Sri Lanka experienced its worst economic crisis in 2022. This crisis stemmed from poor economic management, including excessive fiscal deficits, aggressive money printing, and the loss of access to international financial markets.
As a part of its recovery efforts, the government sought a USD 3 billion Extended Fund Facility (EFF) programme from the International Monetary Fund (IMF). The programme was mainly aimed at restoring Sri Lanka’s macroeconomic stability and debt sustainability. It included several structural reforms and quantitative targets, mainly focused on improving fiscal management and governance.
When the programme began in March 2023, the IMF outlined a projected pathway for Sri Lanka within the programme’s framework. This analysis looks at how Sri Lanka has performed in comparison to these projections.
Revenue forecast achieved — but spending deviates
Initially, the IMF expected revenue to increase to 13.3% of GDP in 2024. But government revenue rose to 13.7% in 2024 – exceeding its initial target. (See our previous analysis to find out how the revenue increased)
However, government expenditure increased to 20.5% in 2024, although the IMF projected it to be at 19.7%. The higher-than-expected government expenditure is mainly due to increased interest payments – as non-interest expenditure, shown through the primary balance in the following chart, is within the IMF’s projections.
Debt falling faster than expected — partly driven by a better primary balance
Public debt, as a share of GDP, is lower at 103.8% compared to the IMF’s initial forecast of 108.5% for 2024. This improvement is partly due to a better-than-expected primary balance – at 2.2% of GDP compared to the projected 0.8% . A positive primary balance means the government’s revenue exceeds its non-interest (or primary) expenditure, reducing the need for new borrowing.
Interest costs still heavy — a firmer rupee softens exchange rate pressure on debt
Interest costs, as a share of revenue, remain much higher at 66% compared to the IMF’s projection of 53.8% for 2024. As mentioned above, interest costs have been the main reason for increased government expenditure, even though revenue is in line with projections.

## PROVIDED MATERIAL
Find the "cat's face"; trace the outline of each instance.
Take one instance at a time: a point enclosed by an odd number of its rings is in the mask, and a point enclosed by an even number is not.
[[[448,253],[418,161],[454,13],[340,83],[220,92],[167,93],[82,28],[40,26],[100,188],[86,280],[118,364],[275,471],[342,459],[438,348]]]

## REQUEST
Which IMF projections for 2024 does the text on Sri Lanka's IMF programme give? List each figure with what it measures. The lines are not needed for this.

## TASK ANSWER
- Government revenue: 13.3% of GDP
- Government expenditure: 19.7% of GDP
- Public debt: 108.5% of GDP
- Primary balance: 0.8% of GDP
- Interest costs: 53.8% of revenue